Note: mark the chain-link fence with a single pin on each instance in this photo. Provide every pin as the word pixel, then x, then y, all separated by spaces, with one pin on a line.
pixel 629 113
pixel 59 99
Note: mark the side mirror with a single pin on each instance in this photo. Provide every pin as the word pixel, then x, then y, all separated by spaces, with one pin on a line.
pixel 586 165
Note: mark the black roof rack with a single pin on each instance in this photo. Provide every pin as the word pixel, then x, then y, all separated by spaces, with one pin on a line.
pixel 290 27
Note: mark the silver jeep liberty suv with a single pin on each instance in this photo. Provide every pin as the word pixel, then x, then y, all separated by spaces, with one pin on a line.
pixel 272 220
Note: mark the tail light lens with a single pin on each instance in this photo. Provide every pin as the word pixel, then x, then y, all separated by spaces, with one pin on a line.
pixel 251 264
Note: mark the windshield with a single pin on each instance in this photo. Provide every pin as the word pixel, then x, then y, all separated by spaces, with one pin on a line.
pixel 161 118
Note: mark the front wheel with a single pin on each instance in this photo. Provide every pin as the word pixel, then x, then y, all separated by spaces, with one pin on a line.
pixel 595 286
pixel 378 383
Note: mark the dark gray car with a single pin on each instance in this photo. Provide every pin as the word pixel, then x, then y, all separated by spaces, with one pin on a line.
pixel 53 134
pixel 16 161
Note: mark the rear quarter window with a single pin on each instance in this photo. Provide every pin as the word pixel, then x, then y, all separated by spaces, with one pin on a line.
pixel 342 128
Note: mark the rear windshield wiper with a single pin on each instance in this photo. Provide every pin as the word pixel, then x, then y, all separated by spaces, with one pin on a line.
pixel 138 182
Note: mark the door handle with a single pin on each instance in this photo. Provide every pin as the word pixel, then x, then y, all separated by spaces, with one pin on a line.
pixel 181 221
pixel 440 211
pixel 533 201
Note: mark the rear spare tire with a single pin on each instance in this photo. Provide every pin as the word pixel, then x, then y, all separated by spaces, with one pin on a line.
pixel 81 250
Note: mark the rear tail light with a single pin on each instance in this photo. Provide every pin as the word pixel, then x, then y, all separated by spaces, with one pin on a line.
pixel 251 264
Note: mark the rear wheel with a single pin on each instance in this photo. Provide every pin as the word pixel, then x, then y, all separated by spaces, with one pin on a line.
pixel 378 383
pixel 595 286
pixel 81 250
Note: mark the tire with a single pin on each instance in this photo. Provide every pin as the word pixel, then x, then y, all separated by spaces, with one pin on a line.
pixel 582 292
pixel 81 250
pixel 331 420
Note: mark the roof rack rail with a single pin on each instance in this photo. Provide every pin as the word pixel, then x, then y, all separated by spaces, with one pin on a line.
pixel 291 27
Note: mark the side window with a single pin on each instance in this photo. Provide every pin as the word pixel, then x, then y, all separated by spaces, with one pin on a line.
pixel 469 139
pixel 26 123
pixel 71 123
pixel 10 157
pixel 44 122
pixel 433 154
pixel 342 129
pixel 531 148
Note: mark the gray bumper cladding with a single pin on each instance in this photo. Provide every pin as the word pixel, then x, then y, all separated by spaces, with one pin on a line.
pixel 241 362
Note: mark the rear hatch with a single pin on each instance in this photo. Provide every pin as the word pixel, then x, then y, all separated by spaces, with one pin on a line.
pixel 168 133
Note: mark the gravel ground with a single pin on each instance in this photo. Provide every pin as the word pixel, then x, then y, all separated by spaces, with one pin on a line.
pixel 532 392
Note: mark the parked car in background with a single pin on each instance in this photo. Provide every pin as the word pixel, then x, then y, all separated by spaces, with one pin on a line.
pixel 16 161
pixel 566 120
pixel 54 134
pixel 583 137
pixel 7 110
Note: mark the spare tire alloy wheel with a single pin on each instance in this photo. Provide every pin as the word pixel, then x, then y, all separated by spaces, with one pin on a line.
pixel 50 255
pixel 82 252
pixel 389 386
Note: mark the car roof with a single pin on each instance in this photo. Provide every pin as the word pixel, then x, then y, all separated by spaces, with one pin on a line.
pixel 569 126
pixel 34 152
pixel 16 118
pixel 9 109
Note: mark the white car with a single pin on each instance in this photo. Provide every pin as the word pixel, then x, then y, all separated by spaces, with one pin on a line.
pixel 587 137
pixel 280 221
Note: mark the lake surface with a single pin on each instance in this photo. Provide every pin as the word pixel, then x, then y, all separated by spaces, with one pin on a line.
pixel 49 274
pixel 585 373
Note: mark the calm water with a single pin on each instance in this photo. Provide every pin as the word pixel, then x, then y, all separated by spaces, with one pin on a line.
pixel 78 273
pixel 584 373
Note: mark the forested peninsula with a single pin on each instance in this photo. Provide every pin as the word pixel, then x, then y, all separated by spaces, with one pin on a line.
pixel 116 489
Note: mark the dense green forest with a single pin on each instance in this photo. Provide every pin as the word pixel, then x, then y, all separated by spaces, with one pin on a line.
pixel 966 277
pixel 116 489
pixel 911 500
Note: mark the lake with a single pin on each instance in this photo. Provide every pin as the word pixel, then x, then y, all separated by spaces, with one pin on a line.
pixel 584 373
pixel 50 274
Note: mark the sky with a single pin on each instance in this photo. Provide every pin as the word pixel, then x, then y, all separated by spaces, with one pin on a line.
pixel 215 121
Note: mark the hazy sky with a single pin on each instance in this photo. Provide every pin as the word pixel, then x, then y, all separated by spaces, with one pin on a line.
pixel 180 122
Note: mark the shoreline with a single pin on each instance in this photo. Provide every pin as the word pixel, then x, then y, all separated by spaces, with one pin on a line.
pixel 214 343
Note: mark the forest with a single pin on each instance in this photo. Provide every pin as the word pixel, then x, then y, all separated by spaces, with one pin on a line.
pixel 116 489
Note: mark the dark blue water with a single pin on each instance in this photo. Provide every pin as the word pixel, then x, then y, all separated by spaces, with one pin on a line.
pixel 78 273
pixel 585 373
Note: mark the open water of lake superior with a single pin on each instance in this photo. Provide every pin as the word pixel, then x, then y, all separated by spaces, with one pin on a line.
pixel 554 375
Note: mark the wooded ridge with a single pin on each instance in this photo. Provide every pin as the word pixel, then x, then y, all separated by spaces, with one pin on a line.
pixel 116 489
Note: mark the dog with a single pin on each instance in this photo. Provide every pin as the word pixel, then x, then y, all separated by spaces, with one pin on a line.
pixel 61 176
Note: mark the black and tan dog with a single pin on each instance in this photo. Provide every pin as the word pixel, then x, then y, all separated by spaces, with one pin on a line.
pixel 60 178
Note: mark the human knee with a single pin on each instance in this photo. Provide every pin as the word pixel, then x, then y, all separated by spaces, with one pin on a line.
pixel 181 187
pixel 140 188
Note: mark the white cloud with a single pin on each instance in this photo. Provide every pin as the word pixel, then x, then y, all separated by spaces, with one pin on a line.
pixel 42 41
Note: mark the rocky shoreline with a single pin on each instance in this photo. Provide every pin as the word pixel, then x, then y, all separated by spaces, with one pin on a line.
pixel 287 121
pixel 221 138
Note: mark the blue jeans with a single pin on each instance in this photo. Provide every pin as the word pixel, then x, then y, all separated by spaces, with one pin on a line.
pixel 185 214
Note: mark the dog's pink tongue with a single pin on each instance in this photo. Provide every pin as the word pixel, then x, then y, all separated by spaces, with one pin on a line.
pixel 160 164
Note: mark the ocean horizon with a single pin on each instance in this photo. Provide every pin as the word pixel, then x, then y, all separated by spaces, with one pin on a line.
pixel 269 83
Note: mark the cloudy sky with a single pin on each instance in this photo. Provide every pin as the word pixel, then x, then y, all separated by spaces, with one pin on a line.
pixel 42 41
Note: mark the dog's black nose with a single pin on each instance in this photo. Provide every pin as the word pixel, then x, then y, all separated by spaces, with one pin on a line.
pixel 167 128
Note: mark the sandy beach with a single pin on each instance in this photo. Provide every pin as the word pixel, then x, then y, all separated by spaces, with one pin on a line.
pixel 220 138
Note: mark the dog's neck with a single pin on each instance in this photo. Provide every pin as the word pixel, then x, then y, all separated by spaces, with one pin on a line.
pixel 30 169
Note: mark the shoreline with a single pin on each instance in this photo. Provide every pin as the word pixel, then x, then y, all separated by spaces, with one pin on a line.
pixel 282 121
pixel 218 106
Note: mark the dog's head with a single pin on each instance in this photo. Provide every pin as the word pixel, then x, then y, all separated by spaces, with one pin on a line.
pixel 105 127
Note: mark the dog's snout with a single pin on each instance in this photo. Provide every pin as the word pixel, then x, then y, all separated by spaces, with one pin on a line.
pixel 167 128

....................

■ Description of the task ■
Repeat the items verbatim, from their very first line through the line containing "pixel 586 165", including both of those lines.

■ Exercise answer ■
Note: mark the chain-link fence with a single pin on each instance in this photo. Provide every pin as the word pixel, then x, then y, all separated by spaces, with one pin on a line.
pixel 629 113
pixel 59 99
Note: mark the side mirror with a single pin on each instance in this photo. Provide every pin as the word pixel, then x, then y, all separated by spaces, with one pin on a line.
pixel 586 165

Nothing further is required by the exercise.